Extrait du texte
•••

Dans de nombreux pays, les mobilités sont financées grâce à des revenus qui font aujourd’hui face à des limites. Les taxes pétrolières, qui dans un pays comme les États-Unis, sont au cœur du système de financement des infrastructures et seront amenées à se tarir avec la réduction de la consommation de carburant dans la mobilité. Parallèlement, le consentement à payer du contribuable ou de l’usager tend à se réduire, comme l’ont illustré les récentes manifestations des Gilets jaunes en France.

La problématique du financement n’attendra pas

Mais il serait réducteur d’assimiler un monde postcarbone à un monde sanscarbone. Soyons-en sûrs : les recettes sur les carburants fossiles, malgré leur diminution, continueront d’alimenter le budget de l’État – même si elles ne sont pas automatiquement affectées au financement de la mobilité. Ce constat, si rassurant soit-il d’un point de vue comptable, ne doit pas faire omettre que, sans même attendre le tarissement de certaines ressources financières, le problème du financement de la mobilité est prégnant. Il se manifeste au travers des interrogations autour du financement de la Loi d’orientation des mobilités ou bien encore lors d’évènements alarmants et parfois tragiques tels que l’effondrement du pont Morandi en août 2018 à Gênes.

À cette urgence de financer et maintenir en état des infrastructures et services de mobilité toujours plus sollicités s’ajoute celle de mener et financer la transformation vers un système de mobilité répondant aux injonctions auxquelles les villes font et feront face à l’avenir : réduction de l’automobile dans les centres urbains denses, décarbonation de la mobilité et transformation des usages entre autres.

Financer la mobilité ou financer sa transformation ?

•••

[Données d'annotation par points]

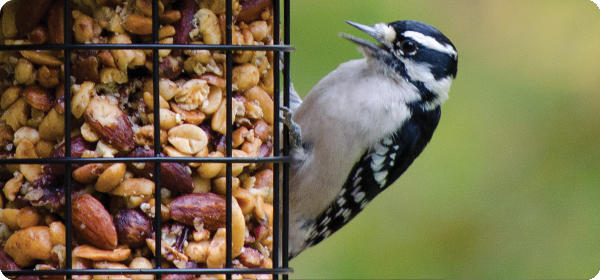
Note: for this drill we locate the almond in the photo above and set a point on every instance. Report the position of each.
(38, 98)
(93, 223)
(110, 123)
(207, 208)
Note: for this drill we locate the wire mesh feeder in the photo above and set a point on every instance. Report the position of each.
(154, 43)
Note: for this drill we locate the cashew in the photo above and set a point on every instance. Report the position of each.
(264, 101)
(188, 138)
(245, 77)
(134, 186)
(12, 186)
(95, 254)
(111, 177)
(81, 98)
(193, 93)
(24, 72)
(141, 263)
(16, 115)
(26, 149)
(29, 244)
(88, 133)
(9, 97)
(113, 75)
(27, 217)
(57, 233)
(26, 133)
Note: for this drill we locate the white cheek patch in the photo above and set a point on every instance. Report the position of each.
(422, 72)
(430, 42)
(386, 32)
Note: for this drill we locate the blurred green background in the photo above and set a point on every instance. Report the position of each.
(509, 187)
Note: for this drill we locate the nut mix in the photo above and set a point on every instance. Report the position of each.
(112, 107)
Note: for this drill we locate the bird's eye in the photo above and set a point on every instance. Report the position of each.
(408, 47)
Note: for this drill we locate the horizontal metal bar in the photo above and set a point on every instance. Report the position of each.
(283, 48)
(280, 159)
(150, 271)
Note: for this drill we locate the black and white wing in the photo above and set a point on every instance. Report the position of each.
(378, 168)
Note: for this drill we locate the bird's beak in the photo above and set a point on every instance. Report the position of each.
(381, 32)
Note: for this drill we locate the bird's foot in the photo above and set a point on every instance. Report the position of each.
(294, 130)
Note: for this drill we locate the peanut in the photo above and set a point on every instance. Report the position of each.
(188, 138)
(16, 115)
(29, 244)
(9, 97)
(27, 217)
(95, 254)
(134, 186)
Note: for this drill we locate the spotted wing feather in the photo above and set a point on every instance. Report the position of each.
(378, 168)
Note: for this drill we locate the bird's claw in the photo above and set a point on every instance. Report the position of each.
(293, 128)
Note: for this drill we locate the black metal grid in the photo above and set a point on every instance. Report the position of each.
(277, 158)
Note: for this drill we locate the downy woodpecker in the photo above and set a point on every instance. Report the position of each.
(363, 124)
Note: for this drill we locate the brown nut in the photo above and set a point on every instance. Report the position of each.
(188, 8)
(56, 21)
(133, 227)
(48, 77)
(6, 263)
(138, 24)
(29, 244)
(26, 149)
(194, 117)
(27, 217)
(264, 101)
(38, 35)
(88, 173)
(38, 98)
(210, 170)
(26, 133)
(134, 187)
(141, 263)
(28, 17)
(93, 223)
(207, 208)
(41, 58)
(9, 97)
(145, 136)
(24, 72)
(187, 138)
(95, 254)
(16, 115)
(110, 177)
(170, 17)
(9, 19)
(57, 233)
(12, 186)
(251, 257)
(8, 217)
(52, 126)
(197, 251)
(81, 97)
(219, 185)
(111, 124)
(245, 77)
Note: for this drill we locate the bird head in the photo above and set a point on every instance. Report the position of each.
(414, 51)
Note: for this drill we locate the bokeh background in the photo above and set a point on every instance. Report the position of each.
(509, 187)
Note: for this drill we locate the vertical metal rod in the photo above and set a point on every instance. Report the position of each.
(276, 136)
(157, 147)
(67, 116)
(228, 138)
(286, 146)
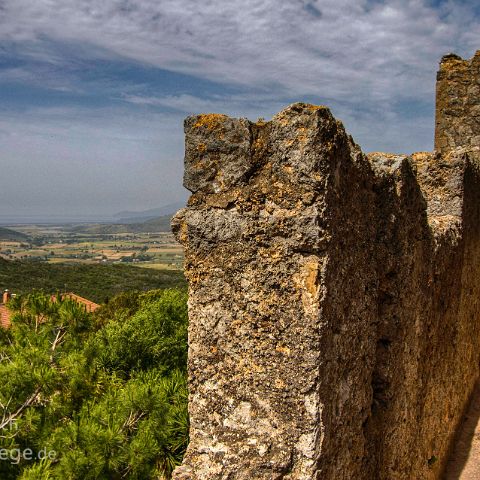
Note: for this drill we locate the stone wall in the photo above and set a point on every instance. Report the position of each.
(457, 120)
(334, 301)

•••

Consigne
Écrivez la suite du texte sur le financement de la mobilité, juste après son dernier titre, « Financer la mobilité ou financer sa transformation ? ». Les lignes forment un ensemble à part, sans rapport avec le texte sur le financement de la mobilité.

Réponse
Deux lectures peuvent-être faites de cette problématique du financement de la mobilité : soit il convient de trouver de nouvelles sources de financement, soit le financement peut devenir un outil pour accélérer la transformation du système de mobilité. Des exemples illustrent ces deux types d’approches. Les réflexions portées par l’Oregon et Singapour autour de nouveaux systèmes de financement de la mobilité dits « pay-as-you-go » entendent tarifer l’ensemble des déplacements selon une métrique universelle : l’usage fait d’un service ou d’une infrastructure. Toutefois, les systèmes se distinguent dans l’objectif poursuivi : alors que l’Oregon a pour but de sécuriser les revenus pour le financement de ses infrastructures routières, Singapour souhaite plutôt utiliser le financement comme un outil au service de la transformation des usages et transformer le système de mobilités pour qu’il soit à la mesure des enjeux que connaît la cité-État.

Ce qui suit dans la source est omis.